== SHORT TASK ==
Arrange every line of the records below as a numbered list, omitting any blank lines.

(Pointing records)
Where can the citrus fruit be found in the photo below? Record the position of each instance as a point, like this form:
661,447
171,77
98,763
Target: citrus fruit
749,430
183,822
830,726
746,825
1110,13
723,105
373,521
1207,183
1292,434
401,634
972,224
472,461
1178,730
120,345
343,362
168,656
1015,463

== EXPECTED ANSWER ==
1. Where can the citrus fruit be found in the photo below? Record the position of each instance as a point, like this form:
2. 661,447
3. 171,77
4. 98,763
5. Target: citrus fruit
6. 749,430
7. 183,822
8. 830,726
9. 746,825
10. 1110,13
11. 723,105
12. 373,521
13. 1207,183
14. 1292,434
15. 401,634
16. 972,224
17. 472,461
18. 1178,730
19. 120,345
20. 343,362
21. 168,656
22. 1015,463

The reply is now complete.